• _Requirement 1_
Translate this sentence from the essay on vulnerability into Spanish: "Society favors repressing emotions of vulnerability."
• _Requirement 2_
Quote the essay on vulnerability word for word, starting with the words "The Oxford Dictionary" and stopping after the words "vulnerability is OK.".

[[ Selected passage open ]]

It’s OK to not be OK—Vulnerability is a medium for connection

Mackenzie Clarke, Managing Editor

Eyes scanning a test, filling with tears threatening to spill over. Crying in the bathroom, not knowing why and not being able to stop. Strapping on a stoic, cold and unfeeling mask as you’re sitting at a funeral. These are all examples of vulnerability, or rather, how I cover it. I’ve never taken off this mask; in fact, I think I’ve superglued it on. I deal with my problems and emotions by doing just the opposite—not dealing with them.

The Oxford Dictionary defines vulnerability as ‘the quality or state of being exposed to the possibility of being attacked or harmed, either physically or emotionally.’ This insinuates vulnerability is a negative and weak attribute. But here’s where I disagree: in our lives, vulnerability is an integral step in courage. I have struggled to accept this throughout my life—that vulnerability is OK.

Society favors repressing emotions of vulnerability. Unfortunately, people treat visits to a therapist like a trip to a secret and mysterious monk high in the Himalayas. Therapy shouldn’t be treated like Fight Club; it should be something people feel comfortable talking about openly.

Vulnerability is accepting that sometimes you’re not OK, and that it’s totally fine not to be. Vulnerability is reaching out for help or simply voicing your struggles to other people. Vulnerability is using these struggles to get stronger. Vulnerability is human. ”

[[ Selected passage closed ]]
[[ Data to examine open ]]

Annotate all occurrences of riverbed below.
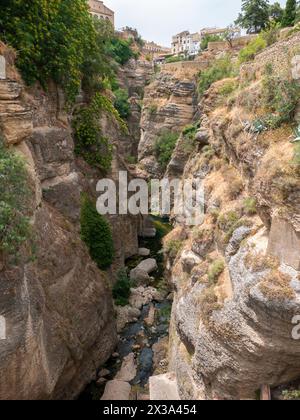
[79,216,172,400]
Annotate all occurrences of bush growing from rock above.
[239,36,268,64]
[80,195,114,270]
[113,269,131,306]
[155,131,179,170]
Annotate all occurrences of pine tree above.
[282,0,297,28]
[236,0,270,34]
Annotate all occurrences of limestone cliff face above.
[138,69,197,177]
[0,46,148,399]
[166,34,300,399]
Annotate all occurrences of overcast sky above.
[104,0,285,46]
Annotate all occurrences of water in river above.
[80,217,172,400]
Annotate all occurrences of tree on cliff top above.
[0,0,134,102]
[282,0,297,28]
[235,0,270,34]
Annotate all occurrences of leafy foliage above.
[200,35,224,51]
[0,0,99,100]
[198,56,235,95]
[239,36,268,63]
[114,89,130,119]
[0,0,136,103]
[80,195,114,270]
[282,0,297,28]
[155,131,179,170]
[108,37,137,66]
[73,93,127,172]
[262,67,300,128]
[236,0,270,34]
[0,138,31,256]
[269,1,284,24]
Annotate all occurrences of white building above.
[172,31,201,56]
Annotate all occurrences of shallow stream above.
[79,217,172,400]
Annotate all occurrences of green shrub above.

[[ Data to examine closed ]]

• _Answer section 1_
La sociedad favorece la represión de las emociones de vulnerabilidad.

• _Answer section 2_
The Oxford Dictionary defines vulnerability as ‘the quality or state of being exposed to the possibility of being attacked or harmed, either physically or emotionally.’ This insinuates vulnerability is a negative and weak attribute. But here’s where I disagree: in our lives, vulnerability is an integral step in courage. I have struggled to accept this throughout my life—that vulnerability is OK.